Start of Listed records

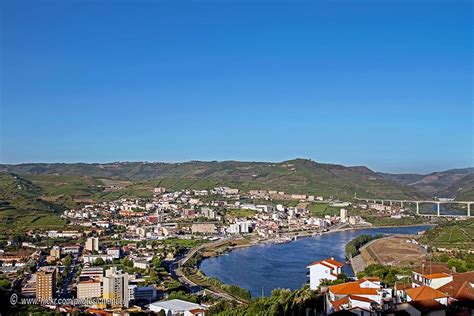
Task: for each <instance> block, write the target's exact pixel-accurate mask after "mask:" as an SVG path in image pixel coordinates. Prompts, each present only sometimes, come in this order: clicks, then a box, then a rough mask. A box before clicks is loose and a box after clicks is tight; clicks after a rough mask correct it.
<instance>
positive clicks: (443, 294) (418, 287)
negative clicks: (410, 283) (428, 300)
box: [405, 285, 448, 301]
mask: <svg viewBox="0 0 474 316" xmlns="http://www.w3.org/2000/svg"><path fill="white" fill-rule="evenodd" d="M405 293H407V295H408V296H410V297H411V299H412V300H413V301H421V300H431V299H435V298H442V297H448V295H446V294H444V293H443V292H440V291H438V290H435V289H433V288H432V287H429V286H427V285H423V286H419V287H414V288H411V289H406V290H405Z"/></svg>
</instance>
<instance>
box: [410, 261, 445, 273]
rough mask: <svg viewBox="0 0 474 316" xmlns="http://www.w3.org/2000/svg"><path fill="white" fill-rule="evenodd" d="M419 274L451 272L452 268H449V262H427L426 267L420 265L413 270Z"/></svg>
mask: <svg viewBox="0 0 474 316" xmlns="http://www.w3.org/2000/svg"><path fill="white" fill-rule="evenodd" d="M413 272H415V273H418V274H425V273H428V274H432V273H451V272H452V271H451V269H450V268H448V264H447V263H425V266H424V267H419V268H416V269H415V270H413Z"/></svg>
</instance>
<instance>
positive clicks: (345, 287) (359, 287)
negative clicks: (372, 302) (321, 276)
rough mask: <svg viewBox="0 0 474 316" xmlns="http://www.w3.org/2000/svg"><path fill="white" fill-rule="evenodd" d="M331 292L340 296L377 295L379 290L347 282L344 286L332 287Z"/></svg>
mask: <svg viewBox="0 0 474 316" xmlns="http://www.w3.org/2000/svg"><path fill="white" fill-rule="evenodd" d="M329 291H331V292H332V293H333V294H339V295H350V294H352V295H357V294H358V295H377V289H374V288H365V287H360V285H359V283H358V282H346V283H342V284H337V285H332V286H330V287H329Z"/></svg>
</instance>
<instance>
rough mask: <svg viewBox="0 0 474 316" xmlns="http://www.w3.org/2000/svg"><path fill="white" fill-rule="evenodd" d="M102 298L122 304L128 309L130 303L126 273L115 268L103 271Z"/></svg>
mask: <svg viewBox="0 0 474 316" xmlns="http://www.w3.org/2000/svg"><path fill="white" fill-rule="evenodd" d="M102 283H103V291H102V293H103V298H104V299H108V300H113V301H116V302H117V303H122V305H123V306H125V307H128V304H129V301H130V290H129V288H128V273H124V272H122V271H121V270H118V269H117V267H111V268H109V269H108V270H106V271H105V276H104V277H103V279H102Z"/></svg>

End of Listed records
Start of Listed records

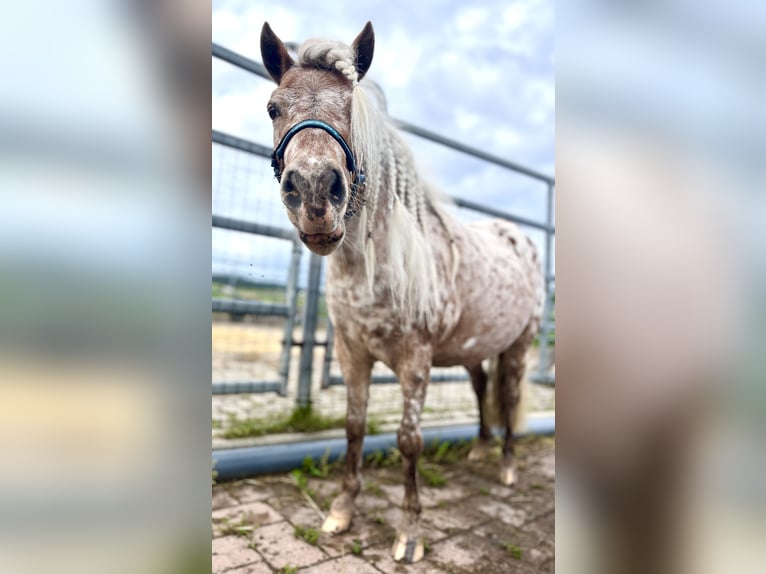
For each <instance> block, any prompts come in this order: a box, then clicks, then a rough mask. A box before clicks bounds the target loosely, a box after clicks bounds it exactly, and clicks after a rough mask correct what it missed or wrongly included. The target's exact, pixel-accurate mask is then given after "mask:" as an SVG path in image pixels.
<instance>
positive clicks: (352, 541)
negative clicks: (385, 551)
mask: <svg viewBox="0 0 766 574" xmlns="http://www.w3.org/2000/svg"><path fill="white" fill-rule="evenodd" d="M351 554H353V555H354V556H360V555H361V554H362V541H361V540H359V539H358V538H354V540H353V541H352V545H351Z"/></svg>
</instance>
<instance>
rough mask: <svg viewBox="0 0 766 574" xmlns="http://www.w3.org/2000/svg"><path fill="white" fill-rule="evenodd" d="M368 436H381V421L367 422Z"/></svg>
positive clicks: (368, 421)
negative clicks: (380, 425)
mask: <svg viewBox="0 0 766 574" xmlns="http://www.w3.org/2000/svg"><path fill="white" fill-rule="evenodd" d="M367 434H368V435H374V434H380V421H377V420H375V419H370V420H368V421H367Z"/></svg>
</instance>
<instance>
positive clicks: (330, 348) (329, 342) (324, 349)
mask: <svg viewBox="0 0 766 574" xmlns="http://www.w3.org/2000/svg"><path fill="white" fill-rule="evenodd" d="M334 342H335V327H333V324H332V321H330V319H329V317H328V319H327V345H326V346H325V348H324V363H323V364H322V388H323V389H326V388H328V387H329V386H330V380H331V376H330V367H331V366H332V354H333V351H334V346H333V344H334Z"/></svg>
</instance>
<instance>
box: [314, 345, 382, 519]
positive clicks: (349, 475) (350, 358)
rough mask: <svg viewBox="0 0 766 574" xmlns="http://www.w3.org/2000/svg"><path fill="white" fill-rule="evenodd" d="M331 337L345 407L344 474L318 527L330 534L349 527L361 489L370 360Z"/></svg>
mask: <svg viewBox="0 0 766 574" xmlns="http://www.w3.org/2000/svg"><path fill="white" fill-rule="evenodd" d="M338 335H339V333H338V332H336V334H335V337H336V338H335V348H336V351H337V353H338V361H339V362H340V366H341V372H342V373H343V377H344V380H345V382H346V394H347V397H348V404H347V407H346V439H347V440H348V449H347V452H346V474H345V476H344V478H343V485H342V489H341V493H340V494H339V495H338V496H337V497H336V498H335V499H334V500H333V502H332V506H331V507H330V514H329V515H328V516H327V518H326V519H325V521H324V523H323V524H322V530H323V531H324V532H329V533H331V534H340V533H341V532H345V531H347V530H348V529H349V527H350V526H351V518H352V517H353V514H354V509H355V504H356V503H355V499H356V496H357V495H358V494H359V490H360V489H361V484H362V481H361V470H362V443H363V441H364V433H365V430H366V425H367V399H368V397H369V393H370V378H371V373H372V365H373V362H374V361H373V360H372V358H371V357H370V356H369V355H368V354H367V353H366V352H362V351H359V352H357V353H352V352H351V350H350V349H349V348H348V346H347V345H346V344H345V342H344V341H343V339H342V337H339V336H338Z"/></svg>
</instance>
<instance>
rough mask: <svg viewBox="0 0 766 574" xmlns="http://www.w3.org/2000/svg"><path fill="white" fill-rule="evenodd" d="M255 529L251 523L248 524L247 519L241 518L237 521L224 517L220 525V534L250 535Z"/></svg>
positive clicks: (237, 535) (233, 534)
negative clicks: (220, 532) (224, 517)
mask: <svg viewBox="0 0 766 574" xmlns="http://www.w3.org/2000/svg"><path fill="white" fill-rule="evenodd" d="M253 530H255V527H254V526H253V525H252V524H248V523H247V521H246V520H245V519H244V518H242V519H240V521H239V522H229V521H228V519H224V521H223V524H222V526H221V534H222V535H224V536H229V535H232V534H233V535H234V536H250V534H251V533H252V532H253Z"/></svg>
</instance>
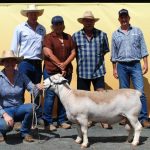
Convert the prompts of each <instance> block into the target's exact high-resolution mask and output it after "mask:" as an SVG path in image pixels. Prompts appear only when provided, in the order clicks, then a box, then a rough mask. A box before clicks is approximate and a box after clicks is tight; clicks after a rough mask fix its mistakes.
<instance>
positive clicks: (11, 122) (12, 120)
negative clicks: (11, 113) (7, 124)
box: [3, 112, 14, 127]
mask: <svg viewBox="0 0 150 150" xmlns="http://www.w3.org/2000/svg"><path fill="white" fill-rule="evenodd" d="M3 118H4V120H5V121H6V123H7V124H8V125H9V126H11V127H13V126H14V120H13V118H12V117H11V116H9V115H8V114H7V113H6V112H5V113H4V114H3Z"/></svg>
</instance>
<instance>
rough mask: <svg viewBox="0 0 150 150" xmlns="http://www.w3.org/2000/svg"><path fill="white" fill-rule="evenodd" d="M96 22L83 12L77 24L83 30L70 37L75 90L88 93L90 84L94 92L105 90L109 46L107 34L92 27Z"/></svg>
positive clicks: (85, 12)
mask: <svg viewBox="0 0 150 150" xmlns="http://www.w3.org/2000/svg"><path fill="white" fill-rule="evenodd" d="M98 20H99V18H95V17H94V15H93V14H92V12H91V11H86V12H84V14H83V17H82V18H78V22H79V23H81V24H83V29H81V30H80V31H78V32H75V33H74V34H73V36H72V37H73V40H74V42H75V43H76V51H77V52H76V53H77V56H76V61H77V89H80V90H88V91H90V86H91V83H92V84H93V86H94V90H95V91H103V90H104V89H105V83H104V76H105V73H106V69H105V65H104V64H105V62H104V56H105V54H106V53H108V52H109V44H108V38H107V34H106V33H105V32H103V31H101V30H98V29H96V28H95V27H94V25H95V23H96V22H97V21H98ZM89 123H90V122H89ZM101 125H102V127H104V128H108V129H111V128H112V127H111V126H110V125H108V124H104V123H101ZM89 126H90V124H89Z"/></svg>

End of Listed records

**Required work**
Across all the entries, count the lines that contain the string "come", and give that number without anything else.

**Answer section**
2